Karagölde her kare kartpostal gibi…
İnanç hiçbir kareyi kaçırmamakta kararlı.
bir zamanlar iskeleden kayığa binilip gölde gezilebiliyormuş. İşte kayık…
Bu da iskele…
Göl akvaryum gibi. Kırmızı renkli olanlar çok güzel görünüyor.
yeşil-gri renkli olanlar ise çok aç…
göldeki tek yapı orman işletmesine ait misafirhane. Yatak ücreti 15-20 ytl sıcak su yok .
bir gariplik mi var?
Akşam eşyaları bıraktıktan sonra Birkaç kilometre uzaklıktaki bir köyde kırmızı benekli alabalık yemeye gidiyoruz.
resimler nasıl çıkmış?
ancak salatayı resmedebildik zira balıklar gelince kendimizi kaybettik.
bütün yıl çalıştık
çalışmaktan kafayı yedik
artık dinlenme
ve eğlenme zamanı
yemek sonrası 3-5-8 oynuyoruz oynamasına da 2 kişi gülüyor 1 kişinin yüzü asık. neden acaba?
işte nedeni 🙂
gece deliksiz bir uykunun ardından artvine dönüş yolunda buluyoruz kendimizi
karagöl şavşat arasında köpekler bizi kovalıyor hemen sonra kardeş olduklarını öğrendiğimiz teyze ve amca çıkıyor karşımıza.
konuşma aynen şu:
inanç: teyzee, buradaki köpekler ısırır mı hiç?
teyze: ısırmaz mı yavrum ısırıır hem de nasıl ısırır
inanç: teyze niye öyle diyorsun ya bak hanım korkuyor zaten
teyze: ısırır yavrum ısırır da pek acutmazlaaa 🙂
Artvine dönüş yolunda ardanuç kanyonunu görüyoruz ve hemen sapıyoruz. Kanyon böyle
Resim çekmenin tam fırsatı, işte resimler
bu kadar resim yeter diyerek rotayı artvine çeviriyoruz. Yolda bu tarihi köprü çıkıyor karşımıza
artvinde inanç ve paşa
artvinde pek çok baraj yapılmış ve barajlar yüzünden yamaçlardan giden yol virajları ve tünelleriyle çok keyifli hale gelmiş.

# # #

_Kısa alıştırma 1:_ Karagöl gezisi yazısına göre göldeki tek yapı kime ait bir misafirhanedir?
_Kısa alıştırma 2:_ Karagöl gezisi yazısından, "yeşil-gri renkli olanlar" sözlerinin geçtiği yerden başlayıp "asık. neden acaba?" sözlerinden sonra biten kısmı hiç değiştirmeden alıntılayın.
_Kısa alıştırma 3:_ Karagöl gezisi yazısını, son cümlesinden sonrasını yazarak sürdürün.
Satırlar, metinle bağlantısı olmayan ayrı bir malzemedir.

_Sağlanan veriler:_
# # #

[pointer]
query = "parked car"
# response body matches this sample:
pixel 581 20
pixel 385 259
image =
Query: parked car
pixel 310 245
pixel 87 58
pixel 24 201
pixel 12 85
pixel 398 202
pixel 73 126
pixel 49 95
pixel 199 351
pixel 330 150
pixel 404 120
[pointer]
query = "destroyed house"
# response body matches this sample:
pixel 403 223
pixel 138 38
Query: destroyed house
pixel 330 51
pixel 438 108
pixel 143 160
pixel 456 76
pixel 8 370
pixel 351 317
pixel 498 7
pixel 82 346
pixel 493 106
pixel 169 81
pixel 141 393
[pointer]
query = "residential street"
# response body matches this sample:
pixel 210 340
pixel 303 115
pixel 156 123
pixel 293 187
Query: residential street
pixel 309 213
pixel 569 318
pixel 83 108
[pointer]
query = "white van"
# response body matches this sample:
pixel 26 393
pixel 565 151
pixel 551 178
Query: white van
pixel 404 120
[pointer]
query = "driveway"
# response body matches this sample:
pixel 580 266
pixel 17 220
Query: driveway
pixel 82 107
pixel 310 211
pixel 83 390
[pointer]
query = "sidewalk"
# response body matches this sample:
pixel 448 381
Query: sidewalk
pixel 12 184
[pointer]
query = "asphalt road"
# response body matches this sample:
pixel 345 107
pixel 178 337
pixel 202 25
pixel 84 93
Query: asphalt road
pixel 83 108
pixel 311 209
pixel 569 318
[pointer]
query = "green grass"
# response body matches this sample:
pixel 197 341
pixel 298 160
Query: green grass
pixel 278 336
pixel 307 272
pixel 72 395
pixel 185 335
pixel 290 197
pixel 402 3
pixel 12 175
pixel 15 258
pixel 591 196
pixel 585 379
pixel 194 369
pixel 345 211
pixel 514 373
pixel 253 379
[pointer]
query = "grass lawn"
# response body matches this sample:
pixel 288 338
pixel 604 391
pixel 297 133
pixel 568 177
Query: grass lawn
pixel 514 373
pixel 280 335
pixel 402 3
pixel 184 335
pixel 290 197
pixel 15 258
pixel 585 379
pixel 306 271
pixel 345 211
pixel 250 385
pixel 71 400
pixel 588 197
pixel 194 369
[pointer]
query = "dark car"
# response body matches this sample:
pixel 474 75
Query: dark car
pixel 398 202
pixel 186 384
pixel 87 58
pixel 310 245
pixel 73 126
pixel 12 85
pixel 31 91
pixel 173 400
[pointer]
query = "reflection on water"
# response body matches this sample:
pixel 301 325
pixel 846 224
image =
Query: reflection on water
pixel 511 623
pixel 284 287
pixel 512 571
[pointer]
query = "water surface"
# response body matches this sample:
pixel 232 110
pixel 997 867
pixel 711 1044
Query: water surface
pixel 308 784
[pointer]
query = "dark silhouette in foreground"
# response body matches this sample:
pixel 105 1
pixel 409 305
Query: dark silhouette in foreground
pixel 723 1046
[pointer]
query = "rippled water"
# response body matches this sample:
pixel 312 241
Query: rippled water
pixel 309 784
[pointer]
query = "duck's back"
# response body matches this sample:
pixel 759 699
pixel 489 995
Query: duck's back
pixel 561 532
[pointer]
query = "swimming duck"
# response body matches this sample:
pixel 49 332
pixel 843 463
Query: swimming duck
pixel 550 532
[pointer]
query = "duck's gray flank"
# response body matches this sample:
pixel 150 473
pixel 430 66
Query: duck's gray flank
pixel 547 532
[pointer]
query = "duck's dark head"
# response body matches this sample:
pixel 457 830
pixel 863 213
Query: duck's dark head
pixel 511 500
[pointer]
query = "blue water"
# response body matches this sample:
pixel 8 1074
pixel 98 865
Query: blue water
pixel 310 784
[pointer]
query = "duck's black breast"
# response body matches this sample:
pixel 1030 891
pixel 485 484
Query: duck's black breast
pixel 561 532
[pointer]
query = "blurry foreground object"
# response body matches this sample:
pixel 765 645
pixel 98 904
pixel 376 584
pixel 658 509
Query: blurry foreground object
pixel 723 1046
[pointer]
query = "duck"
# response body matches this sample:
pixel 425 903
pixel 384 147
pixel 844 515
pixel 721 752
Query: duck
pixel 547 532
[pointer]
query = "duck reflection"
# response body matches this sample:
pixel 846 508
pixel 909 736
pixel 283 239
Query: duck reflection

# # #

_Görev çıktısı 1:_ Orman işletmesine ait bir misafirhanedir.

_Görev çıktısı 2:_
yeşil-gri renkli olanlar ise çok aç…
göldeki tek yapı orman işletmesine ait misafirhane. Yatak ücreti 15-20 ytl sıcak su yok .
bir gariplik mi var?
Akşam eşyaları bıraktıktan sonra Birkaç kilometre uzaklıktaki bir köyde kırmızı benekli alabalık yemeye gidiyoruz.
resimler nasıl çıkmış?
ancak salatayı resmedebildik zira balıklar gelince kendimizi kaybettik.
bütün yıl çalıştık
çalışmaktan kafayı yedik
artık dinlenme
ve eğlenme zamanı
yemek sonrası 3-5-8 oynuyoruz oynamasına da 2 kişi gülüyor 1 kişinin yüzü asık. neden acaba?

_Görev çıktısı 3:_
artvin hopa arasındaki cankurtaran geçidindeyiz, burada derin bir uçurum var
inanç tripodunun ucunda makinasını sarkıtarak uçurumun resmini çekiyor
orada izmirden gelen motorcu iki çift ile karşılaşıyoruz
ve hopadayız….
kendimizi karadenizin sularına bırakıyoruz.
hopa sarp arasındaki plajda çadır kamp daha doğrusu çadır kent var.
aynı anda çekilen 2 resim; bir taraf böyle
diğer taraf böyle
eşyalar indiriliyor
kani abi sağolsun bizi ağırlıyor
Rize ekibi bizi kırmıyor ve gece hopaya geliyor.
sabah kahvaltı sonrası vedalaşıyoruz
Sahil yolundan batıya doğru ilerliyoruz
Trabzona geldiğimizde rotramızı maçkaya doğru çeviriyor ve tırmanmaya başlıyoruz, sümela manastırına uğramadan olmaz
Sümela manastırından ayrılıp daha güneye ve yükseklere tırmanıyoruz ve zigana geçidine ulaşıyoruz.
bulutları yukarıdan görüyoruz yine
yöre halkının yaptığı sandalye ve sehpa, postmodern…
Az önce yukarıdan gördüğümüz bulutları bu sefer aşağıdan görüntülüyoruz…
Zigana geçidi tünel açıldıktan sonra madmax filmini hatırlatıyor adeta. Bir zamanlar asfalt olan yol bakımsızlıktan toprak yola dönüşmüş neredeyse tamamen. ıssız bir ormanın içinden geçiyor. Yol kenarında bir zamanlar dinlenme tesisi olarak kullanılan yapılar harabeye dönüşmüş. zigana köyünden geçip muhteşem manzara eşliğinde kürtüne doğru gidiyoruz.
Sarpa 10 km mesafedeki çadır kentinden başlayıp karadeniz sahil yolundan trabzona oradan maçka sümela manastırı zigana geçidi kürtün tirebolu giresun ordu samsun amasya…. 10 saat motor kullandık.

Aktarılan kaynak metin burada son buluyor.